Travail à faire
Remplacez « white t-shirt » par « white shirt » dans les données, de la ligne contenant « In the photograph above, where can the ear » jusqu'à la fin, et redonnez seulement ces lignes sans rien changer d'autre.

──────

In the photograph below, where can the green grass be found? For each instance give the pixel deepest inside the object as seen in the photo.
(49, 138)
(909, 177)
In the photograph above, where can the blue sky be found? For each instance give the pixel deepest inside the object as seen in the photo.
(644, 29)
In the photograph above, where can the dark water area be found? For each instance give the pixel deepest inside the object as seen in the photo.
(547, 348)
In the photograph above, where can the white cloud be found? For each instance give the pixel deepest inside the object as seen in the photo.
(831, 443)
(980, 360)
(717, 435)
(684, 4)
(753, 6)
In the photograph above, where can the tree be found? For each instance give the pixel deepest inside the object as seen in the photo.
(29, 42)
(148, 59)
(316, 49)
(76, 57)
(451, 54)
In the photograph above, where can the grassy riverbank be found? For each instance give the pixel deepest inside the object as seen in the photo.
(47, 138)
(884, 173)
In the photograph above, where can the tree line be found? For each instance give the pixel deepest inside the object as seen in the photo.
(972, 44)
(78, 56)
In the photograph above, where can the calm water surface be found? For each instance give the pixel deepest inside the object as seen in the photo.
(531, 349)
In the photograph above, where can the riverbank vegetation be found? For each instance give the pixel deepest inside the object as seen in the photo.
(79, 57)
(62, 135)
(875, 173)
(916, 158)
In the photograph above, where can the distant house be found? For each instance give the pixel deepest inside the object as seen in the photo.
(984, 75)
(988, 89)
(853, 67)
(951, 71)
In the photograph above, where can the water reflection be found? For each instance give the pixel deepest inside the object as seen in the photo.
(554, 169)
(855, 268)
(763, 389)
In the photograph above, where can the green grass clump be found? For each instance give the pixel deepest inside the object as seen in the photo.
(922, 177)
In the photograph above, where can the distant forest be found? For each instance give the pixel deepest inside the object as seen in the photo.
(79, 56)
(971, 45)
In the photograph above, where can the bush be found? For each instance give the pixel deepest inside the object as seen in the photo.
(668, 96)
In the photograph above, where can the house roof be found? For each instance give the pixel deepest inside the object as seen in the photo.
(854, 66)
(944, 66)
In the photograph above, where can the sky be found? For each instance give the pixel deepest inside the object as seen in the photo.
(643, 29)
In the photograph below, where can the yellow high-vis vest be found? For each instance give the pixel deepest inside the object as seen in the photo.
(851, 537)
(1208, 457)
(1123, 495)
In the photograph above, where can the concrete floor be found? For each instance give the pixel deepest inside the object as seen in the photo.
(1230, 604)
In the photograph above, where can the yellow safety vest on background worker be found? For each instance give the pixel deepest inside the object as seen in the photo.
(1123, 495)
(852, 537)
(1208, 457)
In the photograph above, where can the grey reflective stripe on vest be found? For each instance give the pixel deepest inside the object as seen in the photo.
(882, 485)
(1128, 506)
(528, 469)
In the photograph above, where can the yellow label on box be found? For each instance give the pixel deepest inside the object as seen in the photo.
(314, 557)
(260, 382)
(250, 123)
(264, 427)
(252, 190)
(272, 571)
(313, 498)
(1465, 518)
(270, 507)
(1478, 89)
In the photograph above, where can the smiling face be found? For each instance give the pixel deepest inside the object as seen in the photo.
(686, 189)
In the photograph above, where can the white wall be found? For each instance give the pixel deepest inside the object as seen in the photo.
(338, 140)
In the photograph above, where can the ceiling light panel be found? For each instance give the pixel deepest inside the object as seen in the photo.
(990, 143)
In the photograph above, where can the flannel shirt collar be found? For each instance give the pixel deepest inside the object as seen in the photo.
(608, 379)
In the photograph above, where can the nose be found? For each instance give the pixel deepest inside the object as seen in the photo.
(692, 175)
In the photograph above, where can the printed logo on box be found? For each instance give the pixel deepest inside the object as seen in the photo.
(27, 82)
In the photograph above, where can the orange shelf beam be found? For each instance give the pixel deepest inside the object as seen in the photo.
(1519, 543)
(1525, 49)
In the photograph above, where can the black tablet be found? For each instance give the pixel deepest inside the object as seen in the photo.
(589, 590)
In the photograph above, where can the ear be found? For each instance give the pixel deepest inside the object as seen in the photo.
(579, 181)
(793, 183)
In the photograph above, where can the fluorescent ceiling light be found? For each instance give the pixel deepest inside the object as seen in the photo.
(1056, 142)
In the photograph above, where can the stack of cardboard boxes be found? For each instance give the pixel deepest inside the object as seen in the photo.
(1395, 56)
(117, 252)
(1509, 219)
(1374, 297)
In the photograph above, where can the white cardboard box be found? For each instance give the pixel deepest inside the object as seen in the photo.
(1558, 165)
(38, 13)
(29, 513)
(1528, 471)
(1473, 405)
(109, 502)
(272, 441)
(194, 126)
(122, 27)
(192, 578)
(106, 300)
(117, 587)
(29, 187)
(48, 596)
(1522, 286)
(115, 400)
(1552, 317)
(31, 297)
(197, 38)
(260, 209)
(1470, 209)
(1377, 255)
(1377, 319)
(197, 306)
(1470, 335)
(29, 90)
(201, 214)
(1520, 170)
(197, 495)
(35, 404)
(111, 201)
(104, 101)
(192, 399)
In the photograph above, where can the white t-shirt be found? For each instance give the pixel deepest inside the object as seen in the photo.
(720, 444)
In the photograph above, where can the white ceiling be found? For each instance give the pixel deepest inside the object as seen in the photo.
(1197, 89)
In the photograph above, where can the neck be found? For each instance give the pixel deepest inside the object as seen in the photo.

──────

Réponse attendue
In the photograph above, where can the ear be found? For each instance give the pixel deepest inside the object as seen in the photo.
(579, 181)
(793, 183)
In the photograph above, where can the fluorescent ceiling light be found? For each instance give the pixel deepest inside the object as seen in the photo.
(1056, 142)
In the photograph above, where can the stack of cardboard boxes be found? For each instance give the pixel deepest inside the object as seen in the photo.
(1395, 56)
(117, 252)
(1509, 219)
(1374, 297)
In the photograph above, where can the white cardboard box be found? For each instance give the pixel deepest inside the object as seen in the photo.
(1558, 165)
(38, 13)
(29, 513)
(1528, 471)
(1473, 405)
(109, 502)
(272, 441)
(194, 126)
(122, 27)
(192, 578)
(106, 300)
(117, 587)
(29, 187)
(48, 596)
(1522, 286)
(115, 400)
(1552, 317)
(31, 297)
(197, 38)
(260, 209)
(1470, 209)
(1377, 255)
(1377, 319)
(197, 306)
(1470, 335)
(29, 90)
(201, 214)
(1520, 170)
(197, 495)
(35, 404)
(111, 201)
(104, 101)
(192, 399)
In the photograph above, where can the white shirt be found? For each instance give the pixel deepest inside the object as seen in the photo.
(720, 444)
In the photograph above, where can the white ceiling be found? For each instance give the pixel deepest inside the object as seen in the photo.
(1197, 89)
In the photograph above, where can the neck be found? For each instance give the pixel deepest inside the object as seen in the photo.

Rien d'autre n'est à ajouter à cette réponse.